Goal =>
Copy out every line of the material below word for word.

Records:
•••••

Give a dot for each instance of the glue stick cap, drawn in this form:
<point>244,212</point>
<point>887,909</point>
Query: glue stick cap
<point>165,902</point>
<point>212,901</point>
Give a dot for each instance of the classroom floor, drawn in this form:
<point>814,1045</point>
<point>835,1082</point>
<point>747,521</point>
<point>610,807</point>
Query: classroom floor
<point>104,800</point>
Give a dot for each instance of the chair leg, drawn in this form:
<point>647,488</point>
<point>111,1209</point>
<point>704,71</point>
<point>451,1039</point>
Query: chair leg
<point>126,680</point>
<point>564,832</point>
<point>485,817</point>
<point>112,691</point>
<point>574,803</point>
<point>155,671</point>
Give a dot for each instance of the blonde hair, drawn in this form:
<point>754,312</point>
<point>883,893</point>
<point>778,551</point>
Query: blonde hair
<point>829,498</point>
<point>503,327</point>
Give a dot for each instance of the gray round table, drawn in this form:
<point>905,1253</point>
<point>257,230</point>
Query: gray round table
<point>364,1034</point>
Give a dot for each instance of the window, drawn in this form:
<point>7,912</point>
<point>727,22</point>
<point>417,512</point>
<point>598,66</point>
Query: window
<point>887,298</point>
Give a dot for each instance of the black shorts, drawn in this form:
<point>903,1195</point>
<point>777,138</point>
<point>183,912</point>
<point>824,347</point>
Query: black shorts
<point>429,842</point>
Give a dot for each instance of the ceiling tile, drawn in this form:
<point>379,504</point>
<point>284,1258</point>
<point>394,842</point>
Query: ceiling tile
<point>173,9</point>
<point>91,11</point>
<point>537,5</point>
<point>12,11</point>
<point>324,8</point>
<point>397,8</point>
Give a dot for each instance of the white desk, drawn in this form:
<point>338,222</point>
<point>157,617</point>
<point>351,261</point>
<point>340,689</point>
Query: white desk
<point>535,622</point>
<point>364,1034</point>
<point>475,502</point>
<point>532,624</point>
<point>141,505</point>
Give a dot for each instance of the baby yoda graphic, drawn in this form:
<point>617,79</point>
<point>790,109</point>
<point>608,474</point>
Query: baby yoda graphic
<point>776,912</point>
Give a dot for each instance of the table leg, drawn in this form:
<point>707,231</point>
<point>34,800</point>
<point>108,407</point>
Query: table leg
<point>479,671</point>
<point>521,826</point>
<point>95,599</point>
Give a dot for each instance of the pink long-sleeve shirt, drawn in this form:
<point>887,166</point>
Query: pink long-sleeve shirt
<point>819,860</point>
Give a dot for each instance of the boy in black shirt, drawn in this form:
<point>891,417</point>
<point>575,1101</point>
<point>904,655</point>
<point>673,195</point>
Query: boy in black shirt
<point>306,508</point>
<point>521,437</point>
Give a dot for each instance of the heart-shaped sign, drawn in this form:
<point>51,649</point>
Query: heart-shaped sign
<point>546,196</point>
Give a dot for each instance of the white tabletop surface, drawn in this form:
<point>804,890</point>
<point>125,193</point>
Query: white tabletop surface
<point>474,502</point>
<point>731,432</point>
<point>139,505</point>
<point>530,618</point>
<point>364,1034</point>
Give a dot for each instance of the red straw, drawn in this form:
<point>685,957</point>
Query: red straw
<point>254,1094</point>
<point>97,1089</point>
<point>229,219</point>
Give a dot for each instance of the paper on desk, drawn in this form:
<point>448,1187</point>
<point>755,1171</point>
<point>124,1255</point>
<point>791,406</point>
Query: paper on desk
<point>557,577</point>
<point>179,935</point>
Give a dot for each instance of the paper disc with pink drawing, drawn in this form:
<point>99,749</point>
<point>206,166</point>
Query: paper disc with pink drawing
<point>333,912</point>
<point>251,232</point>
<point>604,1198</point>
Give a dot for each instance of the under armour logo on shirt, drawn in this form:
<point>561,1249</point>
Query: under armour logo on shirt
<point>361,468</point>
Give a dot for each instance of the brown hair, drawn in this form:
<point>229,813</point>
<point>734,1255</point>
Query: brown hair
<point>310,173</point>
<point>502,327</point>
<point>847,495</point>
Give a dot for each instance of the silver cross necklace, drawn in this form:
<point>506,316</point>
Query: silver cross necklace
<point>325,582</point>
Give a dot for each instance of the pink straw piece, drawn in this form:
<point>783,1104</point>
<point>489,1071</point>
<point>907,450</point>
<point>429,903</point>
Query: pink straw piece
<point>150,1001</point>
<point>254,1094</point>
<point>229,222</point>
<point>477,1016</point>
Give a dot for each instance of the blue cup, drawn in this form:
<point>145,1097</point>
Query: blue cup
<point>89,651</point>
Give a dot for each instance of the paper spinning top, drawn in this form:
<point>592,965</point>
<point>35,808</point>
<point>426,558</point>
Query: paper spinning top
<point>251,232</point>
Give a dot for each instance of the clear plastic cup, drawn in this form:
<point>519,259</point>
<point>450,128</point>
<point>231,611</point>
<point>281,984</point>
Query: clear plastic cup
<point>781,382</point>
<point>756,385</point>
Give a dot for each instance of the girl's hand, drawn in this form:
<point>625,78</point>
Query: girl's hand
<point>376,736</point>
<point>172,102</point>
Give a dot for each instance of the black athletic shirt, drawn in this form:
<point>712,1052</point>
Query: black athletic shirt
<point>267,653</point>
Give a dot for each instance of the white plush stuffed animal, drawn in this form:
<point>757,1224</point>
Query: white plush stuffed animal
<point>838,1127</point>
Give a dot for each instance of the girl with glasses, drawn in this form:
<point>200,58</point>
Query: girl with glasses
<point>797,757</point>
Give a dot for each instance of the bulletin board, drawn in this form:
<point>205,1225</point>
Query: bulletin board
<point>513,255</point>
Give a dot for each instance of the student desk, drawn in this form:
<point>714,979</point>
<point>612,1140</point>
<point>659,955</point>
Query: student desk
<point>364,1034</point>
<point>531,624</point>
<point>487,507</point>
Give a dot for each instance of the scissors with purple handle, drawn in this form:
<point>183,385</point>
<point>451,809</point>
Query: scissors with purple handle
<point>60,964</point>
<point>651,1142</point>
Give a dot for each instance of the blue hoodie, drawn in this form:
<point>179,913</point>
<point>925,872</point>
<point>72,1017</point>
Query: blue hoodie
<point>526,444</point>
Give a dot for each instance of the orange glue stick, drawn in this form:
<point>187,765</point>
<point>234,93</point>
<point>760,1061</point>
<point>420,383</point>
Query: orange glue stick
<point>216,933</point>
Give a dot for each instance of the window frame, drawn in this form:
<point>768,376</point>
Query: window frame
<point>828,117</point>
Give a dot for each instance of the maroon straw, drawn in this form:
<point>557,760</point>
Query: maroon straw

•••••

Correct output =>
Give a dot for each instance of the glue stick cap, drawn in this form:
<point>244,212</point>
<point>887,909</point>
Query: glue stick cap
<point>165,902</point>
<point>212,901</point>
Give a dot for each instance of the classroom floor, drawn in this form:
<point>814,1045</point>
<point>835,1082</point>
<point>747,521</point>
<point>610,807</point>
Query: classroom floor
<point>104,800</point>
Give a dot for each instance of the chair leg, drawn in this form:
<point>647,488</point>
<point>111,1209</point>
<point>704,71</point>
<point>451,1039</point>
Query: chair leg
<point>126,680</point>
<point>564,832</point>
<point>485,817</point>
<point>112,691</point>
<point>574,803</point>
<point>155,671</point>
Give a dot for each instance of the blonde hair, drawn in this form:
<point>754,312</point>
<point>883,893</point>
<point>778,551</point>
Query: blonde hair
<point>829,498</point>
<point>503,327</point>
Give a dot for each instance of the gray round table, drawn in this form:
<point>905,1253</point>
<point>257,230</point>
Query: gray round table
<point>364,1034</point>
Give a dot for each instance of the window, drawn in this form:
<point>7,912</point>
<point>727,22</point>
<point>417,512</point>
<point>598,66</point>
Query: window
<point>887,298</point>
Give a dot for each instance of the black shorts, drawn in this form:
<point>903,1195</point>
<point>777,138</point>
<point>183,912</point>
<point>824,347</point>
Query: black shorts
<point>429,842</point>
Give a dot for each instance of the ceiling tile, drawn in this form:
<point>379,504</point>
<point>284,1258</point>
<point>394,842</point>
Query: ceiling tile
<point>173,9</point>
<point>91,11</point>
<point>537,5</point>
<point>12,11</point>
<point>324,8</point>
<point>397,8</point>
Give a dot for each instance of the white desk, drawn in this form:
<point>338,222</point>
<point>157,617</point>
<point>351,261</point>
<point>340,689</point>
Query: white desk
<point>535,622</point>
<point>364,1034</point>
<point>475,502</point>
<point>532,624</point>
<point>141,505</point>
Give a dot for each instance of the baby yoda graphic, drawn in this form:
<point>617,79</point>
<point>790,109</point>
<point>608,474</point>
Query: baby yoda graphic
<point>776,912</point>
Give a dot for each instance of the table leg, drawn in this form:
<point>707,231</point>
<point>34,800</point>
<point>108,407</point>
Query: table leg
<point>479,671</point>
<point>521,826</point>
<point>95,599</point>
Give a dot for each instance of the pink long-sleeve shirt, drawn in this form:
<point>887,166</point>
Query: pink long-sleeve shirt
<point>819,860</point>
Give a dot for each instance of the boy in black shirt, drawn in this form:
<point>891,417</point>
<point>575,1101</point>
<point>904,655</point>
<point>673,195</point>
Query: boy in black shirt
<point>306,508</point>
<point>521,437</point>
Give a dot for each instance of the heart-shaped sign, drawn in this form:
<point>51,649</point>
Query: heart-shaped sign
<point>546,196</point>
Give a dot for each instance of the white tabletop surface, drawn in this form:
<point>804,890</point>
<point>125,193</point>
Query: white tabletop surface
<point>474,502</point>
<point>731,432</point>
<point>139,505</point>
<point>530,618</point>
<point>364,1034</point>
Give a dot for each instance of the red straw, drawn in this form:
<point>685,957</point>
Query: red straw
<point>254,1094</point>
<point>97,1089</point>
<point>229,219</point>
Give a dot for each instance of the paper on desk, drawn in this form:
<point>448,1187</point>
<point>755,1171</point>
<point>124,1255</point>
<point>791,406</point>
Query: paper on desk
<point>557,577</point>
<point>179,935</point>
Give a dot for each instance of the paper disc with pink drawing, drawn in this form:
<point>99,749</point>
<point>206,166</point>
Query: paper disc with pink drawing
<point>333,912</point>
<point>251,232</point>
<point>604,1198</point>
Give a dot for each instance of the under armour logo on shirt, drawn in this form:
<point>561,1249</point>
Query: under armour logo on shirt
<point>361,468</point>
Give a dot for each instance of the brown hair, drawn in this form:
<point>229,813</point>
<point>734,1255</point>
Query: brown hair
<point>310,173</point>
<point>502,327</point>
<point>847,495</point>
Give a dot for each instance of the silver cross necklace, drawn in this form:
<point>506,316</point>
Query: silver cross necklace
<point>325,582</point>
Give a dot for each instance of the pink straw piece, drawn in this form:
<point>783,1104</point>
<point>489,1071</point>
<point>907,450</point>
<point>429,903</point>
Query: pink straw piece
<point>150,1001</point>
<point>254,1094</point>
<point>229,222</point>
<point>477,1016</point>
Give a dot for each instance of the blue cup, drawn in this form:
<point>145,1097</point>
Query: blue cup
<point>89,651</point>
Give a dot for each instance of the paper spinning top, drawn in this form:
<point>592,965</point>
<point>35,808</point>
<point>426,558</point>
Query: paper spinning top
<point>251,232</point>
Give a dot for each instance of the clear plastic cup, drawn in this form:
<point>519,259</point>
<point>450,128</point>
<point>231,611</point>
<point>281,984</point>
Query: clear plastic cup
<point>781,382</point>
<point>756,385</point>
Give a dot for each instance of the girl's hand, drawn in this form:
<point>625,78</point>
Query: girl's hand
<point>376,736</point>
<point>172,102</point>
Give a dot for each instance of the black athletic shirt, drawn in this form:
<point>712,1052</point>
Query: black athletic shirt
<point>267,653</point>
Give a dot for each instance of the white plush stuffed animal, drawn in this form:
<point>757,1224</point>
Query: white plush stuffed animal
<point>838,1127</point>
Give a dot for each instance of the girl with glasses, drawn in this form:
<point>200,58</point>
Query: girl with glasses
<point>797,757</point>
Give a dot for each instance of the bulletin board, drawn in this form:
<point>205,1225</point>
Query: bulletin board
<point>513,255</point>
Give a dot for each instance of the student desk, drawn in this form:
<point>714,979</point>
<point>612,1140</point>
<point>659,955</point>
Query: student desk
<point>364,1034</point>
<point>531,624</point>
<point>487,507</point>
Give a dot for each instance of the scissors with purple handle, drawn in this form:
<point>183,385</point>
<point>451,809</point>
Query: scissors with purple handle
<point>60,964</point>
<point>651,1142</point>
Give a dot for each instance of the blue hoodie, drawn in this form:
<point>179,913</point>
<point>925,872</point>
<point>72,1017</point>
Query: blue hoodie
<point>526,444</point>
Give a dot for each instance of the orange glue stick, drawn in this form:
<point>187,765</point>
<point>234,93</point>
<point>760,1061</point>
<point>420,383</point>
Query: orange glue stick
<point>216,933</point>
Give a dot for each instance of the window frame, drawn in this form:
<point>768,376</point>
Query: window frame
<point>828,117</point>
Give a dot for each instance of the maroon straw, drawn in this form:
<point>557,760</point>
Query: maroon straw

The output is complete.